▶ **Record list**

☆ ☆ ☆ ☆ ☆ ☆ ☆

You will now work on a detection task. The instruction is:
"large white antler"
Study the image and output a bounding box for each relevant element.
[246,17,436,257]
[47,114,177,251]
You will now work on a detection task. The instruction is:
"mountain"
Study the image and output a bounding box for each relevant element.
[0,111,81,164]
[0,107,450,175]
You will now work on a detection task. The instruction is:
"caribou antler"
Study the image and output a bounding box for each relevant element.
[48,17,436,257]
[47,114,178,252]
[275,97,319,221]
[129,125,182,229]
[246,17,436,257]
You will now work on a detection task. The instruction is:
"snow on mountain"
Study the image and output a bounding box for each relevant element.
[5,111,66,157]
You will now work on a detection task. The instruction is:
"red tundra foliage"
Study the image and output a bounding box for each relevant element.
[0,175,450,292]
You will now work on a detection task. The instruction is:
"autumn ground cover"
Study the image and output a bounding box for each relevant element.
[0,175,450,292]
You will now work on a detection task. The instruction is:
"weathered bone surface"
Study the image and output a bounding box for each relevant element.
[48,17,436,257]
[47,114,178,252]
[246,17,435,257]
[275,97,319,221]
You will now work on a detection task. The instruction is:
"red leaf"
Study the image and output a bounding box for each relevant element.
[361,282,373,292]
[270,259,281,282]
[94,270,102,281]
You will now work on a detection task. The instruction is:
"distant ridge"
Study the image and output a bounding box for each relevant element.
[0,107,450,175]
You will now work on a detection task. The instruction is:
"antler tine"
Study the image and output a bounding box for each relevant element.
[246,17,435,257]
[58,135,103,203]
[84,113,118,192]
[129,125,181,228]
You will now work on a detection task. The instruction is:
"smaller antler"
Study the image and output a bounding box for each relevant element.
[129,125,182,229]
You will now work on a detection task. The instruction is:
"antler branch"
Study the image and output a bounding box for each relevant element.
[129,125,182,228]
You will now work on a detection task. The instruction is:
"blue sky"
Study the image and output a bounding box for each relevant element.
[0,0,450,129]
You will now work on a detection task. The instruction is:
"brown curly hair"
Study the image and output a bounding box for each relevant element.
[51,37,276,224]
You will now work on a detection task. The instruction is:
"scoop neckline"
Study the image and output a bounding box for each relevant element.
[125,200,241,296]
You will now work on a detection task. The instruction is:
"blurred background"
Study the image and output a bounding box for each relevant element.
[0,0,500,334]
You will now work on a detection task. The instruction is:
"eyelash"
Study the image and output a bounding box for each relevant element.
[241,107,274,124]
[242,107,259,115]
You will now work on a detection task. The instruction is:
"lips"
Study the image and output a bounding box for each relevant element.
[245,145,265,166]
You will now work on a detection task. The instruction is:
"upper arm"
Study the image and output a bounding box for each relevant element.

☆ ☆ ☆ ☆ ☆ ☆ ☆

▶ **Requirements**
Recast the data above as a Markdown table with the columns Row and Line. Start at the first line of the data and stop after the line that contains "[47,114,177,251]", numbering each row and leaving out blank lines.

▶ **Right answer**
| Row | Line |
|---|---|
| 1 | You will now work on a detection task. The instruction is: |
| 2 | "large white antler" |
| 3 | Study the image and output a bounding box for each relevant element. |
| 4 | [246,17,436,257] |
| 5 | [47,114,177,251] |